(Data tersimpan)
--- --- ---

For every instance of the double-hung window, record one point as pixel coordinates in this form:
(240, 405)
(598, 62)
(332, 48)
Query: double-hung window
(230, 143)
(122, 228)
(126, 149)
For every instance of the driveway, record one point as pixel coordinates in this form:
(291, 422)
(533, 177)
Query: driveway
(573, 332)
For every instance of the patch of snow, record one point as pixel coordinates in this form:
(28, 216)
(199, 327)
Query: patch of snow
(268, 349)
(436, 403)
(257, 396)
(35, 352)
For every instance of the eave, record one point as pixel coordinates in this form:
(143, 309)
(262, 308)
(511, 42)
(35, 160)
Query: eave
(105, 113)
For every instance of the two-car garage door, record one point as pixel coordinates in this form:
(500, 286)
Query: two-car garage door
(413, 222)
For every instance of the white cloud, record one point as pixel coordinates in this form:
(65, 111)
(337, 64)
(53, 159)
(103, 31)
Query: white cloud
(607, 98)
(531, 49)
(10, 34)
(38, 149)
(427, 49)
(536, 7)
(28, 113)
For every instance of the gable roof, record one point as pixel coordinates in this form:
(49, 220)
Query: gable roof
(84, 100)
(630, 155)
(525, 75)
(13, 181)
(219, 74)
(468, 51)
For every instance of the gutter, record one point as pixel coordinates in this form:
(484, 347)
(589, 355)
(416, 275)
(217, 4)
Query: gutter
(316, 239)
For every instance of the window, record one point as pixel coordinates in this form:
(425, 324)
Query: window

--- --- ---

▶ Petunjuk dan ketentuan: Susun seluruh catatan di atas menjadi daftar JSON berisi string, satu string untuk tiap baris, tanpa baris kosong.

▶ Hasil latihan:
[
  "For every instance of the double-hung window, record one point as pixel coordinates in this form:",
  "(240, 405)",
  "(598, 62)",
  "(332, 48)",
  "Query: double-hung window",
  "(230, 143)",
  "(122, 228)",
  "(126, 149)",
  "For every instance of the driveway, record one point as pixel coordinates in this form:",
  "(291, 422)",
  "(533, 177)",
  "Query: driveway",
  "(573, 332)",
  "For every instance of the patch of snow, record one point as pixel coordinates in this form:",
  "(28, 216)",
  "(199, 327)",
  "Query: patch of snow",
  "(268, 349)",
  "(436, 403)",
  "(257, 396)",
  "(35, 352)",
  "For every instance of the eave, record one point as pixel coordinates in this form:",
  "(143, 309)",
  "(262, 308)",
  "(511, 42)",
  "(35, 160)",
  "Query: eave",
  "(105, 113)",
  "For every instance of the two-car garage door, record one point as pixel coordinates in this form:",
  "(500, 286)",
  "Query: two-car garage door",
  "(413, 222)",
  "For every instance of the white cloud, record one point as pixel coordinates in this form:",
  "(65, 111)",
  "(337, 64)",
  "(53, 159)",
  "(103, 31)",
  "Query: white cloud",
  "(607, 98)",
  "(531, 49)",
  "(10, 34)",
  "(38, 149)",
  "(427, 49)",
  "(536, 7)",
  "(28, 113)",
  "For every instance of the gable roof, record one point as pixel coordinates in this form:",
  "(49, 220)",
  "Query: gable roof",
  "(84, 100)",
  "(630, 155)",
  "(525, 75)",
  "(13, 181)",
  "(219, 74)",
  "(468, 51)",
  "For every instance of the gutter, record one point as pixel coordinates in this form:",
  "(484, 347)",
  "(589, 355)",
  "(416, 275)",
  "(217, 4)",
  "Query: gutter",
  "(316, 239)",
  "For every instance of the window, record one point as pixel coordinates in this form:",
  "(425, 324)",
  "Query: window"
]